Given request —
Leave every picture out and write out the records below exactly.

___ Given records ___

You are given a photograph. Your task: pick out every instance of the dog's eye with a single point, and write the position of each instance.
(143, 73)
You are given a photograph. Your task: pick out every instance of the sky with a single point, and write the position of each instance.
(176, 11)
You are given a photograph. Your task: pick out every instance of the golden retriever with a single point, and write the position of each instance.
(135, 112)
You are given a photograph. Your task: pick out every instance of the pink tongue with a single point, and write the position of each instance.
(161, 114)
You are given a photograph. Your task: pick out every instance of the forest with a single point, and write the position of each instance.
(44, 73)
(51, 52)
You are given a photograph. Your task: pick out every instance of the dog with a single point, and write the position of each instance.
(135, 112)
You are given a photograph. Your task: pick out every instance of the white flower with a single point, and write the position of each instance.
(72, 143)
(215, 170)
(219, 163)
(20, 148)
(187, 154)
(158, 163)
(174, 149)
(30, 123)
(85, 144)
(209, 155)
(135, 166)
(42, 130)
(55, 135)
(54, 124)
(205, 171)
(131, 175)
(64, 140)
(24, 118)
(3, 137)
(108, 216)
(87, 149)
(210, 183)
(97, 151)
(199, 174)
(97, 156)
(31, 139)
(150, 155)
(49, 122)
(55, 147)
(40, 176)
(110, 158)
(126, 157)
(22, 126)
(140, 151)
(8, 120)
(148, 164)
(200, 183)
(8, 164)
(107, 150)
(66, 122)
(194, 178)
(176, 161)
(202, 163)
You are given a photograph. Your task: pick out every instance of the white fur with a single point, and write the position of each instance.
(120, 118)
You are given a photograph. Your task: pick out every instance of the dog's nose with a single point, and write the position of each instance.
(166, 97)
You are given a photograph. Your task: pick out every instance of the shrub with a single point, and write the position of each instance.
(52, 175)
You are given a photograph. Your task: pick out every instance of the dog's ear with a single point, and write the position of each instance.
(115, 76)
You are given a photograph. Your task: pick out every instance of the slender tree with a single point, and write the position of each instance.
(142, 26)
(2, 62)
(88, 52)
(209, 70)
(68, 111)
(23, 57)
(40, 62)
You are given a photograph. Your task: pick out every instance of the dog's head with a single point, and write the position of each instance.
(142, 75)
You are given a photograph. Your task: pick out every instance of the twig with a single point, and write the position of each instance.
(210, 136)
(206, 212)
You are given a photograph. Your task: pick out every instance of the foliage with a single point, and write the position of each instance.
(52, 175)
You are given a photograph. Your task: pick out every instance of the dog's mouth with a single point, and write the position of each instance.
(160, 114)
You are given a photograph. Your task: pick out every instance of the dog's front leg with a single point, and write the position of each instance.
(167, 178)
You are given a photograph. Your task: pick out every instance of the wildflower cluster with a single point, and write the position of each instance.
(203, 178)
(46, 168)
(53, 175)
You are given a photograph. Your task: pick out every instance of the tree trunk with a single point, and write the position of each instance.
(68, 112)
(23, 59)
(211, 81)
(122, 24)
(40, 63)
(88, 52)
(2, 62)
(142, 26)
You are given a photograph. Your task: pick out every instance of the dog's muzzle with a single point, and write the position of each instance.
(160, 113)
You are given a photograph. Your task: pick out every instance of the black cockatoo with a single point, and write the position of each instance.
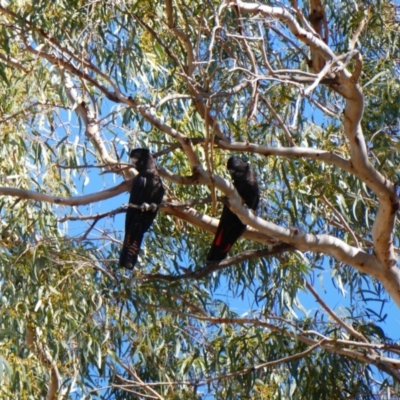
(147, 191)
(230, 227)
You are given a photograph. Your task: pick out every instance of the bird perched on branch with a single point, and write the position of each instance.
(147, 192)
(230, 227)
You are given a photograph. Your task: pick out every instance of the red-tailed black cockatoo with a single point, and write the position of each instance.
(147, 192)
(230, 227)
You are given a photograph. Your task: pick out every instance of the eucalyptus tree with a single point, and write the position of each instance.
(307, 93)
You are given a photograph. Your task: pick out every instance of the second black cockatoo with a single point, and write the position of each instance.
(230, 227)
(147, 191)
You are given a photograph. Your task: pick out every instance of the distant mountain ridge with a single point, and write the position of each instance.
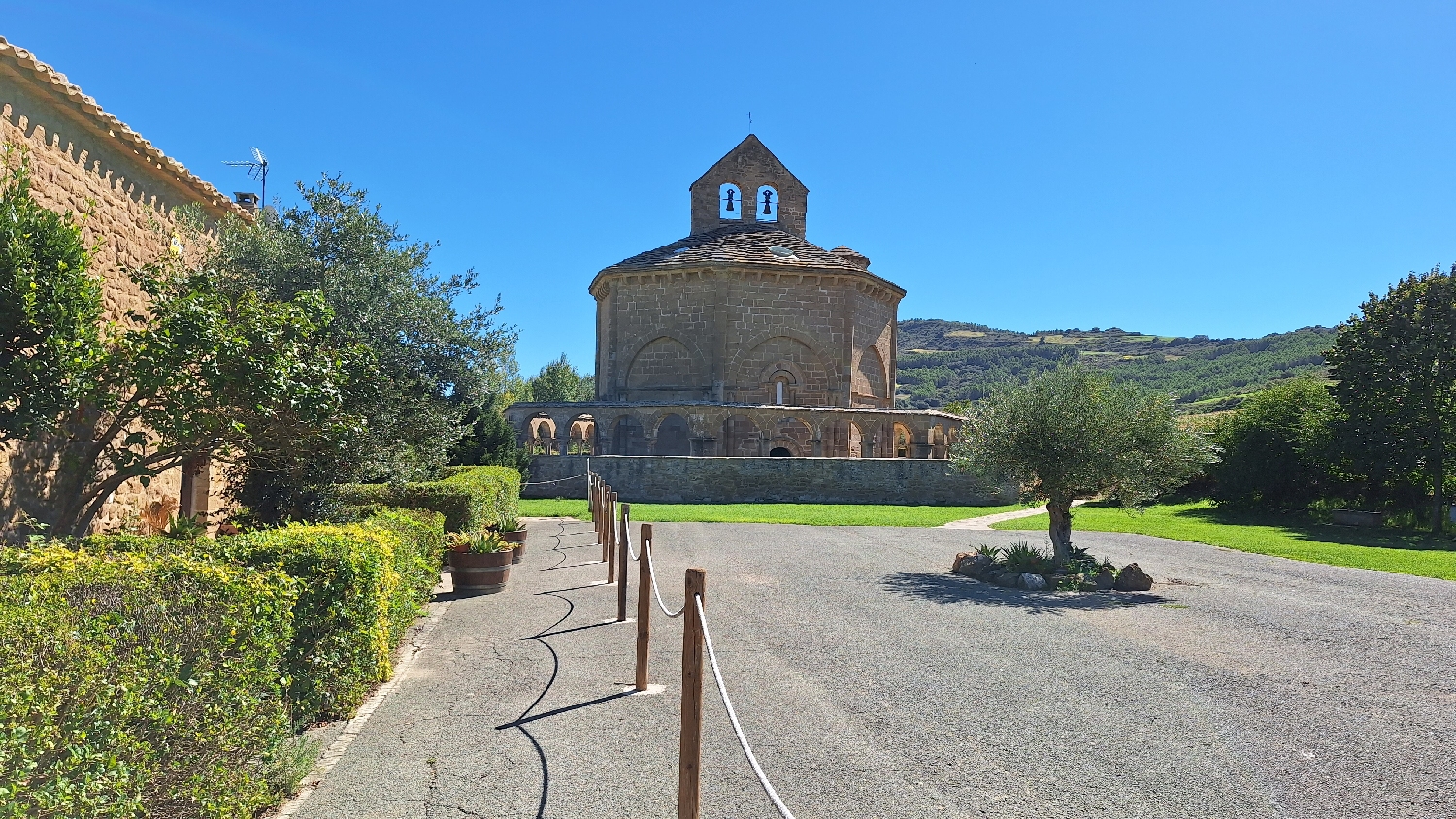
(946, 361)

___

Answer to the task —
You are given a photograph. Your task: pick out every instance of the dog's eye with a single point, and write the position of each instance.
(143, 73)
You are given a photograph. Your task: pick out every instance of the sky with a single point, and write the position of each instance.
(176, 11)
You are given a photograph. Your task: pick out every instance of the golden retriever with a single point, and write the position of each instance.
(135, 112)
You are given a photograph. Your task: pick out every instance of the pink tongue with a single point, and write the position of each instance.
(161, 114)
You are given a photograph. Your task: pick out every instance of the forest with a single point, and write the position of each instance.
(44, 73)
(51, 52)
You are given a photograph. Your task: pick out every instance of the dog with a single point, and write the position of each instance.
(135, 112)
You are given a photograph. Your task: pick out every instance of the white flower with a single point, and write the position of each instance.
(72, 143)
(215, 170)
(219, 163)
(20, 148)
(187, 154)
(158, 163)
(174, 149)
(30, 123)
(85, 144)
(209, 155)
(135, 166)
(42, 130)
(55, 135)
(54, 124)
(205, 171)
(131, 175)
(64, 140)
(24, 118)
(3, 137)
(108, 216)
(87, 149)
(210, 183)
(97, 151)
(199, 174)
(97, 156)
(31, 139)
(150, 155)
(49, 122)
(55, 147)
(40, 176)
(110, 158)
(126, 157)
(22, 126)
(140, 151)
(8, 120)
(148, 164)
(200, 183)
(8, 164)
(107, 150)
(66, 122)
(194, 178)
(176, 161)
(202, 163)
You are given a photograph. Your task: pick out every instance of the white fur with a single point, and write the position of each instance.
(120, 118)
You are given a photograph. Your task: pick out every instance of the dog's nose with a single point, and write the position of each instance.
(166, 97)
You are given a photograph. Your task: pick out every instance of the shrub with a single point, and write the position of each instance.
(52, 175)
You are given a photograph. Your task: pick out every instance of the dog's ear with a single point, and write the position of each instance.
(115, 76)
You are given a photograph. Your task: pick out every instance of the slender tree with a single point, and write the position of each instance.
(142, 26)
(2, 62)
(88, 52)
(209, 70)
(68, 111)
(23, 57)
(40, 62)
You are given a photograph. Your task: pick out every instance of the dog's head with a single point, and write the position of each instance.
(142, 75)
You are given a photograph. Your task: pick out every instance of the twig with a single point, and write the position of each instance.
(210, 136)
(206, 212)
You are given a photograph. Your task: pick out every instance of the foliage with a single point, and write the position of each instance.
(52, 175)
You are given a photograph. Your task: pick out every instance of the dog's mouth with a single point, and write the position of each instance.
(160, 114)
You are given a photograph. Your task: pick out every instance of the dog's front leg with a single point, and write the position of each instance.
(167, 178)
You are given a photograph. Your task: pick out every instance of the wildflower cluster with a single point, and write the position of each instance.
(203, 178)
(46, 168)
(53, 175)
You are given a photograph. Your task: pick out every instance of the tree trunk with a single point, and write the position of each instance.
(68, 112)
(23, 59)
(211, 81)
(122, 24)
(40, 63)
(88, 52)
(2, 62)
(142, 26)
You are given a photograph. Your task: pick out every instance of the dog's muzzle with a single point, and write the position of each instance.
(160, 113)
You are given a photograph. Your task: pick out every instance of the black cockatoo with a single point, and write the position of each instance.
(147, 191)
(230, 227)
You are given a photograph. Your task: pick out every instance of the bird perched on branch with a single point, and write the position of each instance.
(147, 192)
(230, 227)
You are given a photograph. Your task: pick out every instance of the red-tailed black cockatoo with a single point, and write the position of each instance.
(147, 192)
(230, 227)
You are given a photograph. Your task: pick out every instance of the eucalyptus tree with a single point, and write the position of each instance.
(307, 93)
You are given a photograph. Your task: pick out every instance of the second black cockatoo with a single point, and write the position of each instance.
(230, 227)
(147, 191)
You are given a photograph. Your task: pick out every instance of the distant mountain ridge with a single point, and write the position of each instance.
(946, 361)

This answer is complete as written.